Definite solution to this is not to read the Daily Mail!!

I gave up buying a UK newspaper (any of them - not just the DM!!) some years ago (while we were still living in UK) because I got so fed up with the biased and inaccurate reporting!!

priceless! ;-D

P.S. to my earlier post. There are more serious reports on newspaper readership, but this adds an interesting comment : -

Yes Priminister :

http://www.youtube.com/watch?v=DGscoaUWW2M

Me too...

I am not a Daily Mail reader -except I suppose on a plane or train etc. when I want something light.

My post is not to defend the article, but simply say that I really don't think Nicolas Sarkozy made the comment without any intention of criticising the UK.His goal is to win the elections - he has to appear to be the only one who knows what to do in this current 'crisis' - in or outside France...

all comments are valuable.

Why oh why do the british press and Media in general have a passion for turning

everyone away from THAT love affair with France or even maintaining the affection

which the Brits seem to find appealing and exciting.

I was contatcted by a "none fluffy" PRODUCTION CO which is RESPONSIBLE for

some ITV documentries.
Having had a got look around I rumigGed behind the scenes and realised that I knew

the founder and main dirtector who was one of my most prolific clients from Kensington

House and, of course ventured out on his own. This was oh so long ago the same time

as Bazalgette began his career in reality soaparamas.

Seaking to fascinate as most them do....INCLUDING some eliments of reality but

avoiding most of the most amazing and creative people who do not meet their approval.

Eccentricity was always found with the 2 Arena Directors ANTHONY WALL and Nigel Finch.

When will the media be interested to see France as she really is and that the Etrangers here

are not a bunch of kareokee kids with ready made meals in the freezer OR boys and girls who

drink beer till they drop.

WHEN I mentioned that I wanted a positive image expressed on British TV if I got involved.

That was the end of the communication.

Nothing changes.

It makes me laugh each and every time ! So true !

Love it!

Exactly - I certainly don't bother and waste time reading that kind of rubbish newspapers!

──────

» **TRY IT**:
List every person named in the forum comments. You will not need the saved entries.

» **Saved entries**:
──────

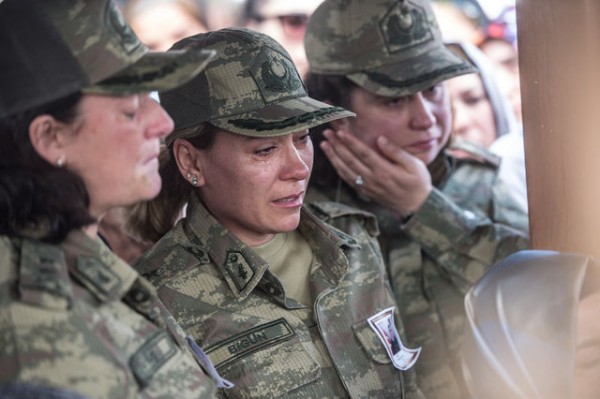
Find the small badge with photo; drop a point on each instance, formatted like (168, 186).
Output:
(383, 324)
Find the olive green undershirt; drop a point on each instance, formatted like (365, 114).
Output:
(290, 258)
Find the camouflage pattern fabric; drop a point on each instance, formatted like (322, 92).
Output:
(268, 345)
(250, 88)
(445, 247)
(76, 317)
(388, 47)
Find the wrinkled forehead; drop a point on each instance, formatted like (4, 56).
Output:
(286, 7)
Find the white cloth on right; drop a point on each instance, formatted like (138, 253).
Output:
(526, 335)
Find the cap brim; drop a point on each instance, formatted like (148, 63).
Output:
(155, 71)
(282, 118)
(413, 74)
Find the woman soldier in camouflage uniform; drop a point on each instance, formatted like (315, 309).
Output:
(79, 135)
(283, 304)
(444, 215)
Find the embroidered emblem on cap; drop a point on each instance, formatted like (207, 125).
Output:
(405, 25)
(275, 76)
(115, 21)
(238, 268)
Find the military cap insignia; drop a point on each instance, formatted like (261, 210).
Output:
(116, 22)
(405, 25)
(239, 269)
(275, 76)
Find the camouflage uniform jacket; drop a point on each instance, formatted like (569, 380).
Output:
(268, 345)
(76, 317)
(445, 247)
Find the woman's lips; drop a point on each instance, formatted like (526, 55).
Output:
(291, 201)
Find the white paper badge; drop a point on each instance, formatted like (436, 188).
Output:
(383, 324)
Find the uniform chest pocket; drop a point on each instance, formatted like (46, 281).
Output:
(266, 361)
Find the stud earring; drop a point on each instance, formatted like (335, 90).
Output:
(60, 162)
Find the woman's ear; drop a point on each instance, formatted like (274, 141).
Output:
(188, 162)
(45, 137)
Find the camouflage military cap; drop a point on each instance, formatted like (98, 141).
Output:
(251, 88)
(388, 47)
(51, 49)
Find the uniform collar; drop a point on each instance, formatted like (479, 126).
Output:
(242, 268)
(102, 272)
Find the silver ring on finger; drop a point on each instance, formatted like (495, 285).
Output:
(359, 181)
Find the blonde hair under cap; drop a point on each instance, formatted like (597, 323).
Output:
(251, 88)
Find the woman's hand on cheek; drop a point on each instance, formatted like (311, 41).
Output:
(390, 176)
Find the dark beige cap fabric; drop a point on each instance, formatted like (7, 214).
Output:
(50, 49)
(388, 47)
(251, 87)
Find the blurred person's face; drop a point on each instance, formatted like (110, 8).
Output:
(473, 117)
(255, 187)
(113, 146)
(160, 26)
(505, 59)
(419, 123)
(285, 21)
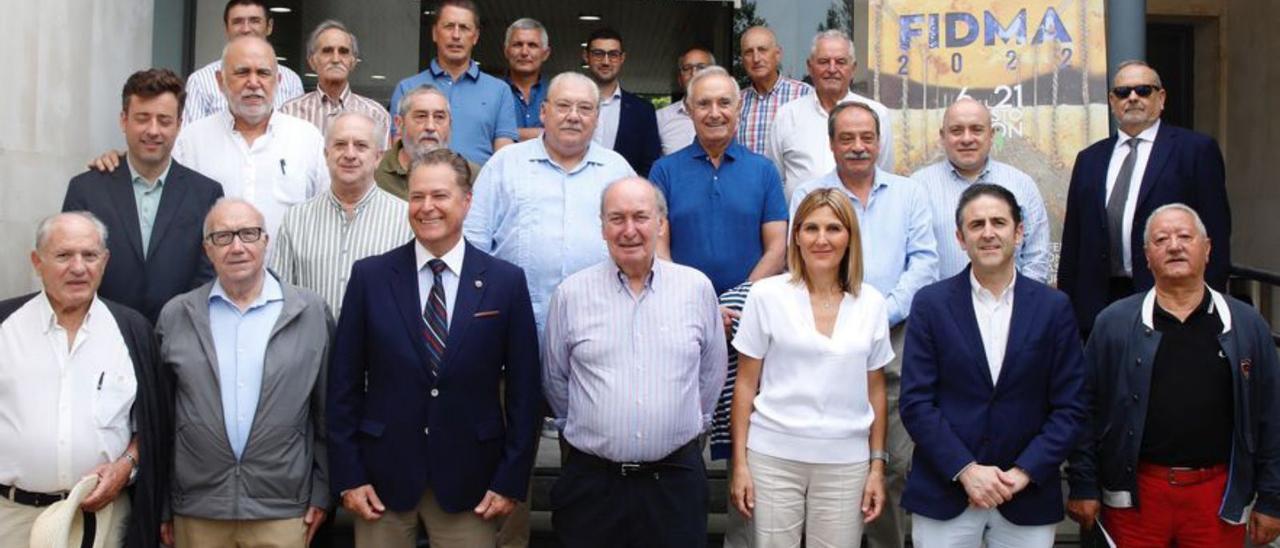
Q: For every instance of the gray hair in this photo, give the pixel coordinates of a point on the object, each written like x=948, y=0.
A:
x=327, y=26
x=832, y=33
x=426, y=88
x=658, y=197
x=1179, y=206
x=526, y=23
x=46, y=225
x=709, y=72
x=570, y=76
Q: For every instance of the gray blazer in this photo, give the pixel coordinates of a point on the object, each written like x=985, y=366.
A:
x=284, y=467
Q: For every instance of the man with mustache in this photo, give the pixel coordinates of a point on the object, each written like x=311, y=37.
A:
x=967, y=136
x=1183, y=433
x=1119, y=181
x=423, y=123
x=798, y=142
x=485, y=103
x=900, y=257
x=333, y=53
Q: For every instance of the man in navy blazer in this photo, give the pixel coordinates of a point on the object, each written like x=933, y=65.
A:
x=1102, y=259
x=434, y=387
x=152, y=206
x=627, y=123
x=992, y=379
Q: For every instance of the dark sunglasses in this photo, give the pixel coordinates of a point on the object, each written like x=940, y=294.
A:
x=1143, y=91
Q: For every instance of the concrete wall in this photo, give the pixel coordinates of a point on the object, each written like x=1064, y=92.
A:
x=69, y=59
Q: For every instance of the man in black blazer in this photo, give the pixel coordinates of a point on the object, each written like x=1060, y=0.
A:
x=1102, y=255
x=627, y=123
x=152, y=206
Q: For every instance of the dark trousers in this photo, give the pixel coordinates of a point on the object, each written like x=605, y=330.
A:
x=599, y=503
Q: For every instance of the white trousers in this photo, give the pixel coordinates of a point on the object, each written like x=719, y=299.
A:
x=824, y=502
x=974, y=526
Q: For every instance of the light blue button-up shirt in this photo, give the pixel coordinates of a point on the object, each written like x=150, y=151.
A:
x=240, y=342
x=944, y=186
x=528, y=210
x=900, y=255
x=480, y=105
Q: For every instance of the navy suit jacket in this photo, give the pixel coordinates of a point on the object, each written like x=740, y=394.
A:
x=408, y=430
x=1184, y=167
x=1029, y=418
x=176, y=260
x=638, y=133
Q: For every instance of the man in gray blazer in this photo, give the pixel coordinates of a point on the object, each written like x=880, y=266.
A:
x=248, y=355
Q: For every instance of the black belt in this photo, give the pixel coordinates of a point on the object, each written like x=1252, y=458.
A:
x=28, y=498
x=672, y=461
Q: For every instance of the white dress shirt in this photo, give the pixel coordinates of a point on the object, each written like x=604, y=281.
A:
x=1146, y=140
x=611, y=112
x=63, y=410
x=284, y=165
x=993, y=314
x=675, y=127
x=800, y=147
x=449, y=277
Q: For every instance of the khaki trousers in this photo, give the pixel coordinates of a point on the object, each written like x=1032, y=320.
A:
x=200, y=533
x=444, y=530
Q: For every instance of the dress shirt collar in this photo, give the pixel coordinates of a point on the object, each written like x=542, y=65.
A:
x=452, y=259
x=471, y=72
x=270, y=292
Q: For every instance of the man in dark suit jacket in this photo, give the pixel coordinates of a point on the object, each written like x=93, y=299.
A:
x=152, y=206
x=434, y=388
x=992, y=379
x=1102, y=259
x=627, y=123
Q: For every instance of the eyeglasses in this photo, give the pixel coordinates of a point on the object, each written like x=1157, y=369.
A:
x=247, y=234
x=1143, y=91
x=600, y=54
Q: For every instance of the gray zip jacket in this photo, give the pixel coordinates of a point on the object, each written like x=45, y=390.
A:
x=283, y=469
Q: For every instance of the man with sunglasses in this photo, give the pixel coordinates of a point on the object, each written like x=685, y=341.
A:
x=627, y=124
x=1118, y=182
x=248, y=355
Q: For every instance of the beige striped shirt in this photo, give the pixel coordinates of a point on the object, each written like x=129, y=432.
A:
x=318, y=243
x=319, y=109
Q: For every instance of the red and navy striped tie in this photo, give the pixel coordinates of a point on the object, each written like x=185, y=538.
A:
x=437, y=318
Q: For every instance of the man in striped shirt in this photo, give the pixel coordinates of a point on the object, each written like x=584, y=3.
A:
x=320, y=238
x=768, y=88
x=204, y=94
x=333, y=53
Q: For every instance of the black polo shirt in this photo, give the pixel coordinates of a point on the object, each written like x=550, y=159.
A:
x=1189, y=418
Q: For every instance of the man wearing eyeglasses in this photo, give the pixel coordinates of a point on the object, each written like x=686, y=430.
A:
x=675, y=127
x=1118, y=182
x=248, y=355
x=627, y=123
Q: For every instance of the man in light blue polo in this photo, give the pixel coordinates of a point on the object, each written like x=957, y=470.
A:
x=483, y=105
x=727, y=214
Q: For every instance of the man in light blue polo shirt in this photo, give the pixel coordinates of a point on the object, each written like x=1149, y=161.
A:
x=481, y=105
x=727, y=215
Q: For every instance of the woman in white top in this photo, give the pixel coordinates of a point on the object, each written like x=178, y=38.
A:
x=809, y=405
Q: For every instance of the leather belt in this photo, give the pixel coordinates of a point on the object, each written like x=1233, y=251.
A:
x=28, y=498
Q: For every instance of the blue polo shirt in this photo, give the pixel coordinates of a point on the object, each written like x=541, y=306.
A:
x=481, y=108
x=528, y=114
x=716, y=213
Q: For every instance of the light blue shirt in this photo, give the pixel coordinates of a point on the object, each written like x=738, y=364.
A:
x=944, y=186
x=240, y=342
x=900, y=255
x=528, y=210
x=480, y=105
x=146, y=199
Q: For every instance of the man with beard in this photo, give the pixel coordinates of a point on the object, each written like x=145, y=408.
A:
x=423, y=123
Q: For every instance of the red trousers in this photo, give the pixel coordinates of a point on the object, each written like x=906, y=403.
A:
x=1174, y=507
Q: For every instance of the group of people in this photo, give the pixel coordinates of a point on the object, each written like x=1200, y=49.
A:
x=275, y=302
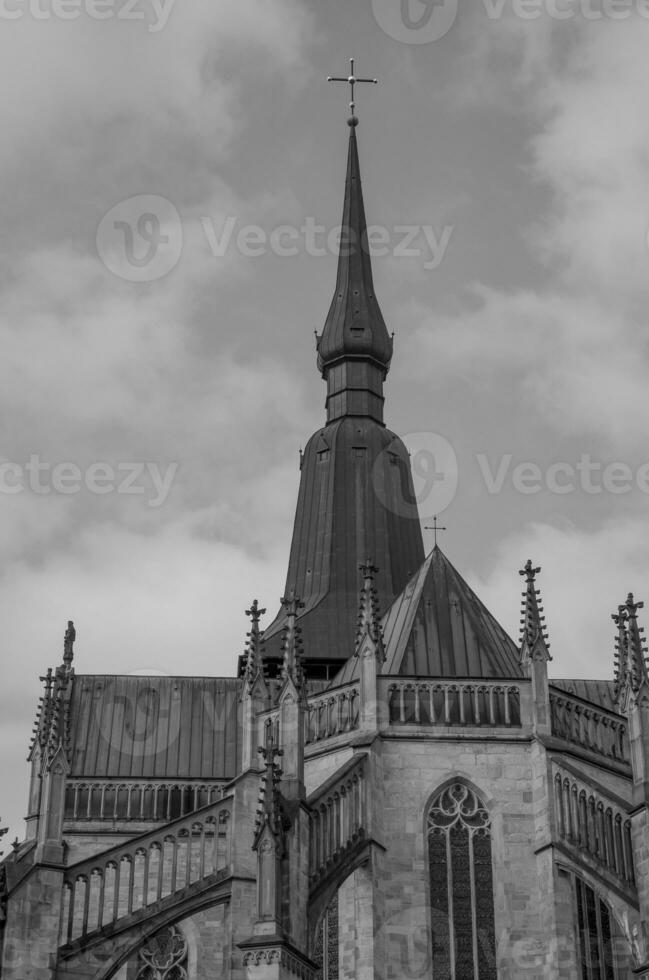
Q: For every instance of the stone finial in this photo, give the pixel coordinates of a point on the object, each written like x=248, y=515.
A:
x=637, y=672
x=68, y=644
x=534, y=637
x=620, y=618
x=254, y=651
x=292, y=667
x=369, y=622
x=269, y=811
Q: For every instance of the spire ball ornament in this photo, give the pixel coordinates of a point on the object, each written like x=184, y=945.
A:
x=352, y=80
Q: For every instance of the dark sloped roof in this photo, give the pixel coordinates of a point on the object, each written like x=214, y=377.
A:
x=354, y=325
x=438, y=627
x=173, y=727
x=597, y=692
x=356, y=501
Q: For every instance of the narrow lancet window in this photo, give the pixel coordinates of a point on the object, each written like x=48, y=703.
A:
x=461, y=886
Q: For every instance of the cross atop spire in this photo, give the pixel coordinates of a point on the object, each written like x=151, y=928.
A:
x=352, y=80
x=254, y=652
x=534, y=637
x=354, y=348
x=68, y=644
x=435, y=527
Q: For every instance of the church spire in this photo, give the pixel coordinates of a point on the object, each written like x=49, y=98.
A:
x=354, y=348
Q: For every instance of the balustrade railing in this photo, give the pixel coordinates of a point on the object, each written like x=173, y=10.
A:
x=594, y=824
x=332, y=713
x=339, y=816
x=125, y=879
x=452, y=703
x=118, y=800
x=592, y=728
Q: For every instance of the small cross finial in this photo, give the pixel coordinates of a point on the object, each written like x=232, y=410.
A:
x=255, y=612
x=352, y=80
x=435, y=527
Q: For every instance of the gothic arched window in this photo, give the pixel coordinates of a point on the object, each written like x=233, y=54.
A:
x=163, y=956
x=461, y=886
x=596, y=935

──────

» **TASK OUTPUT**:
Nicolas Sarkozy
Bazalgette
ANTHONY WALL
Nigel Finch